**Directions:**
List every capital-letter abbreviation that appears in the hydrogen production passage below, in order of first appearance.

**Selected passage:**
_ _ _ _ _

AOI 1 Topic 1: Hydrogen Production R&D: Advanced High‐Temperature Water Splitting. The long‐term goal of production and delivery R&D is a high‐volume hydrogen cost of <$4/kg (delivered and dispensed, but untaxed) to allow fuel cell electric vehicles (FCEVs) to be competitive on a dollar per mile basis compared with gasoline powered vehicles. The portion of the cost goal apportioned to production is <$2/kg hydrogen.

One hydrogen production pathway that has not been included in recent funding opportunities is advanced high‐temperature water splitting (HTWS), including operation on renewable, low‐carbon electricity sources. HTWS used in conjunction with high‐temperature process heat offers the potential for highly efficient, cost‐effective large‐scale hydrogen production.

Compared with low‐temperature electrolysis, the high operating temperatures of HTWS technologies offer the advantage of operating at enhanced electrical efficiencies while maintaining high hydrogen production rates (reflected in high operating current densities). In terms of feedstock costs, HTWS offers the opportunity to trade off more expensive electrical energy with generally less expensive thermal energy.

For renewable, low‐carbon hydrogen production by HTWS, the energy source needs to be renewable with low‐carbon emissions.

FCTO seeks applications for this sub-topic that demonstrate the potential of the pathway to meet the <$2/kg production target, as well as the ability to operate on intermittent renewable energy sources for energy storage and grid ancillary services applications.

_ _ _ _ _

**Data for analysis:**

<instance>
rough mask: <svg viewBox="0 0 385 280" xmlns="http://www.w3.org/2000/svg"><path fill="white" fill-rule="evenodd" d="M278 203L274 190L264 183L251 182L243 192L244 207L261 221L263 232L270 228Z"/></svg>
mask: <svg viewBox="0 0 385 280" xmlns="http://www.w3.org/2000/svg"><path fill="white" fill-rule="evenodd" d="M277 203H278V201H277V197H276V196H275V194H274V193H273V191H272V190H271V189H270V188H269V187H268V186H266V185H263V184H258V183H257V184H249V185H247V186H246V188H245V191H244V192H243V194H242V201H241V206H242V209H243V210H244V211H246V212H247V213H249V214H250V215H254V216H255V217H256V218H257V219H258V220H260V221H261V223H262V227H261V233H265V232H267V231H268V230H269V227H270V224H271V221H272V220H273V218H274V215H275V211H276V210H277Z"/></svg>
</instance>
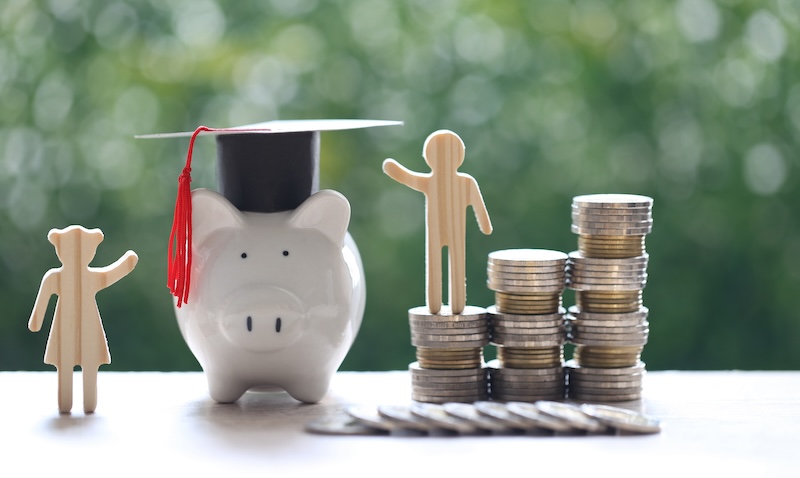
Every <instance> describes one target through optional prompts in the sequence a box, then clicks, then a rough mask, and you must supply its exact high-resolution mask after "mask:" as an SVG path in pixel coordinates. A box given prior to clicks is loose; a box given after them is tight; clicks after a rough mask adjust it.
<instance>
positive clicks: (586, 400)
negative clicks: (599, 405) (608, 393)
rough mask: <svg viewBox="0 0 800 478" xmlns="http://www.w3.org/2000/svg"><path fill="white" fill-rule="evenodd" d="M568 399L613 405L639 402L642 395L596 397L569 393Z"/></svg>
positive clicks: (595, 395)
mask: <svg viewBox="0 0 800 478" xmlns="http://www.w3.org/2000/svg"><path fill="white" fill-rule="evenodd" d="M569 398H571V399H574V400H580V401H586V402H597V403H614V402H632V401H634V400H641V398H642V394H641V393H633V394H630V395H596V394H590V393H584V392H580V393H576V394H575V395H573V394H572V393H570V394H569Z"/></svg>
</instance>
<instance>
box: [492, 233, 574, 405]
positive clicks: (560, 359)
mask: <svg viewBox="0 0 800 478" xmlns="http://www.w3.org/2000/svg"><path fill="white" fill-rule="evenodd" d="M566 263H567V255H566V254H565V253H563V252H559V251H551V250H546V249H508V250H502V251H495V252H492V253H491V254H489V260H488V265H487V276H488V281H487V285H488V287H489V289H491V290H493V291H494V292H495V305H493V306H490V307H489V308H488V309H487V312H488V316H489V323H490V329H491V337H492V338H491V343H492V345H494V346H496V347H497V359H495V360H492V361H490V362H489V363H488V364H487V365H488V366H489V377H490V388H491V397H492V399H493V400H499V401H522V402H534V401H536V400H558V399H563V398H564V394H565V377H564V368H563V360H564V343H565V342H566V330H565V326H564V314H565V312H566V311H565V310H564V308H563V307H561V296H562V293H563V292H564V288H565V281H566Z"/></svg>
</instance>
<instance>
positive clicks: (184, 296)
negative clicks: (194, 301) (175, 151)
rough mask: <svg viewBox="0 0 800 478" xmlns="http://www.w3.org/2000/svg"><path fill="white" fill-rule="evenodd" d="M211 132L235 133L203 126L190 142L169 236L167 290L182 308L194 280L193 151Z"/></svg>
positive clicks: (196, 129)
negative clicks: (193, 262)
mask: <svg viewBox="0 0 800 478" xmlns="http://www.w3.org/2000/svg"><path fill="white" fill-rule="evenodd" d="M204 131H207V132H214V131H217V132H219V131H232V129H226V128H209V127H207V126H200V127H198V128H197V129H196V130H194V133H192V137H191V139H190V140H189V151H188V152H187V153H186V166H184V168H183V171H182V172H181V175H180V176H178V197H177V198H176V200H175V213H174V215H173V218H172V230H171V231H170V234H169V247H168V257H167V287H168V288H169V291H170V292H171V293H172V295H174V296H175V297H177V298H178V308H180V307H181V305H183V304H186V303H187V300H188V299H189V286H190V285H191V278H192V277H191V276H192V191H191V189H190V187H189V186H190V183H191V182H192V151H193V150H194V140H195V139H196V138H197V135H198V134H200V133H202V132H204ZM235 131H237V132H238V131H242V132H255V131H270V130H269V129H268V128H252V129H235Z"/></svg>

_ _ _ _ _

**Response:**
AOI, R&D, FCEVs, HTWS, FCTO